───── Material provided

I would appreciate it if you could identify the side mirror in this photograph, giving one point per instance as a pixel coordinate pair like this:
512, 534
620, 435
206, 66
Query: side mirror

──────────

- Task to carry out -
Search the entries above for "side". Show every line that has it.

- Solution -
I would appreciate it if you could identify the side mirror in this photograph, giving one point per instance as a pixel coordinate pair like this:
Query: side mirror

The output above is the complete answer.